● AVAILABLE RECORDS
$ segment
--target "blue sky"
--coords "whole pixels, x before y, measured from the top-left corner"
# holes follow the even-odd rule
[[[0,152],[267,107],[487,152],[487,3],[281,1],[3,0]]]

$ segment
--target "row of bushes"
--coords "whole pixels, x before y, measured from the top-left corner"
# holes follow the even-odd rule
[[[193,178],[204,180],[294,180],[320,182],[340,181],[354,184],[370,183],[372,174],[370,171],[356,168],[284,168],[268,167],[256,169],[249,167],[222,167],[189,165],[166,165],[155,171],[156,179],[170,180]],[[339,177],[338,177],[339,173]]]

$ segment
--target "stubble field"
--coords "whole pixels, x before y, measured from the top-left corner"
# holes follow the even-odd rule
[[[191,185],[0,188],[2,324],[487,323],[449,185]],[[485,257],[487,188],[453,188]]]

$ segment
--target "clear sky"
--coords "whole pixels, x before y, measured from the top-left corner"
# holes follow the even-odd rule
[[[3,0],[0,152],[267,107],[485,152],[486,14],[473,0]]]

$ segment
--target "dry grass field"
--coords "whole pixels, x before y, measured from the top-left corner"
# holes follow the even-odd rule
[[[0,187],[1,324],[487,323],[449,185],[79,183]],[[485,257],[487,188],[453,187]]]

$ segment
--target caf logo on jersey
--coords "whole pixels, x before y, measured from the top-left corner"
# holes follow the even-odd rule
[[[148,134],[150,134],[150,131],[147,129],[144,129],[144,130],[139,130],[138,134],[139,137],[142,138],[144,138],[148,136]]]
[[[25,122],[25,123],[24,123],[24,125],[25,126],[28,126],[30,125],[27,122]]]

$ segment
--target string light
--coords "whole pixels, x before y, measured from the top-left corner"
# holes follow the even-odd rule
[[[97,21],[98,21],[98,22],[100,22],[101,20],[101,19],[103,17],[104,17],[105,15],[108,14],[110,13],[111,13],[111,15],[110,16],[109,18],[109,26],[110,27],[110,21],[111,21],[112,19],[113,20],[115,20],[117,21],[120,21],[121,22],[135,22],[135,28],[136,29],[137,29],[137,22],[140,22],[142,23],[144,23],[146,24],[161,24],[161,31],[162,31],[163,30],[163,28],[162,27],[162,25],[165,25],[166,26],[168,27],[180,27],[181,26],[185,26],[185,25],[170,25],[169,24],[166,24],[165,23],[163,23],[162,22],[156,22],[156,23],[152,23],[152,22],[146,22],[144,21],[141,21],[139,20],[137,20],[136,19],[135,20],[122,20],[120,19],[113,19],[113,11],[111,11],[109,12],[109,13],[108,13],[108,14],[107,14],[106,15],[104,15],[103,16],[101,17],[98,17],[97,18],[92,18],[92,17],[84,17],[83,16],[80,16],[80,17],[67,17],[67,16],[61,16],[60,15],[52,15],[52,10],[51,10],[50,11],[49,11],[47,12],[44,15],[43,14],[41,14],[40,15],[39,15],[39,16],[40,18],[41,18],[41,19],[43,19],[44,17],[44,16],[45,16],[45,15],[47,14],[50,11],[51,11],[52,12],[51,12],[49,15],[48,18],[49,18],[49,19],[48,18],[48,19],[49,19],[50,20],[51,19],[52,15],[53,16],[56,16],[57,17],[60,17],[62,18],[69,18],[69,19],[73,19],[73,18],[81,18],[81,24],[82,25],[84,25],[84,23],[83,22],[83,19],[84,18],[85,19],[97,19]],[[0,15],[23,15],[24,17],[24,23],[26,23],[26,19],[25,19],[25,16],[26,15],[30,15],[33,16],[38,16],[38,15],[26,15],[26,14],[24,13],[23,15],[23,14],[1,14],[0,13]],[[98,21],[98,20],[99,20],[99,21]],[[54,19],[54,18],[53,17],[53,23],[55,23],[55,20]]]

● TASK DESCRIPTION
Render each line of the rows above as a JSON list of strings, with one string per line and blank lines omitted.

● EXERCISE OUTPUT
[
  "$ segment",
  "--target \"blue sky\"",
  "--coords \"whole pixels, x before y, measured from the top-left corner\"",
  "# holes follow the even-odd rule",
  "[[[0,152],[267,107],[487,152],[487,3],[281,1],[3,0]]]",
  "$ segment",
  "--target \"row of bushes\"",
  "--coords \"whole pixels, x before y, measured from the top-left corner\"",
  "# holes follow the even-odd rule",
  "[[[193,178],[204,180],[294,180],[320,182],[340,181],[354,184],[370,183],[372,174],[370,171],[356,168],[284,168],[268,167],[256,169],[249,167],[222,167],[189,165],[166,165],[155,171],[156,179],[170,180]],[[339,177],[338,177],[339,173]]]",
  "$ segment",
  "--target \"stubble field\"",
  "--coords \"whole pixels, x before y, measured from the top-left corner\"",
  "# holes follow the even-odd rule",
  "[[[191,185],[0,188],[2,324],[487,323],[449,185]],[[485,257],[487,188],[453,188]]]",
  "$ segment",
  "--target \"clear sky\"",
  "--coords \"whole pixels, x before y, measured from the top-left corner\"",
  "# holes follow the even-odd rule",
  "[[[3,0],[0,152],[267,107],[485,152],[486,14],[473,0]]]",
  "$ segment",
  "--target \"dry grass field\"",
  "--coords \"whole pixels, x before y, measured from the top-left corner\"",
  "# holes follow the even-odd rule",
  "[[[0,187],[1,324],[487,323],[449,185],[79,183]],[[485,257],[487,188],[453,187]]]",
  "$ segment",
  "--target caf logo on jersey",
  "--coords \"whole pixels, x before y, measured from the top-left corner\"",
  "# holes follow the even-odd rule",
  "[[[148,134],[150,134],[150,131],[147,129],[144,129],[144,130],[139,130],[138,134],[139,137],[142,138],[144,138],[148,136]]]",
  "[[[25,122],[25,123],[24,123],[24,125],[25,126],[28,126],[30,125],[27,122]]]",
  "$ segment",
  "--target string light",
  "--coords \"whole pixels, x before y, measured from the top-left corner\"",
  "# holes follow the even-odd rule",
  "[[[97,21],[98,21],[98,22],[100,22],[101,20],[101,19],[103,17],[104,17],[105,15],[108,14],[110,13],[111,13],[111,15],[110,16],[109,18],[109,26],[110,27],[110,21],[111,21],[112,19],[113,20],[115,20],[117,21],[120,21],[121,22],[135,22],[135,28],[136,29],[137,29],[137,22],[140,22],[142,23],[144,23],[146,24],[161,24],[161,31],[162,31],[163,30],[163,28],[162,27],[162,25],[165,25],[166,26],[168,27],[180,27],[181,26],[185,26],[185,25],[170,25],[169,24],[166,24],[165,23],[163,23],[162,22],[156,22],[156,23],[152,23],[152,22],[146,22],[144,21],[141,21],[139,20],[137,20],[136,19],[135,20],[122,20],[120,19],[113,19],[113,11],[111,11],[109,12],[109,13],[108,13],[108,14],[107,14],[106,15],[104,15],[103,16],[101,17],[98,17],[97,18],[92,18],[92,17],[84,17],[83,16],[80,16],[80,17],[67,17],[67,16],[61,16],[60,15],[52,15],[52,10],[51,10],[50,11],[49,11],[47,12],[44,15],[43,14],[41,14],[40,15],[39,15],[39,16],[40,18],[41,18],[41,19],[43,19],[44,17],[44,16],[45,16],[45,15],[47,14],[50,11],[51,11],[52,12],[51,12],[49,15],[48,18],[49,18],[49,19],[48,18],[48,19],[49,19],[50,20],[51,19],[52,15],[53,16],[56,16],[57,17],[60,17],[62,18],[69,18],[69,19],[73,19],[73,18],[81,18],[81,24],[82,25],[84,25],[84,23],[83,22],[83,19],[84,18],[85,19],[97,19]],[[0,15],[23,15],[24,17],[24,23],[26,23],[26,19],[25,19],[25,16],[26,15],[30,15],[33,16],[38,16],[38,15],[26,15],[26,14],[24,13],[23,15],[23,14],[1,14],[0,13]],[[98,21],[98,20],[99,20],[99,21]],[[54,19],[54,18],[53,17],[53,23],[55,23],[55,20]]]"
]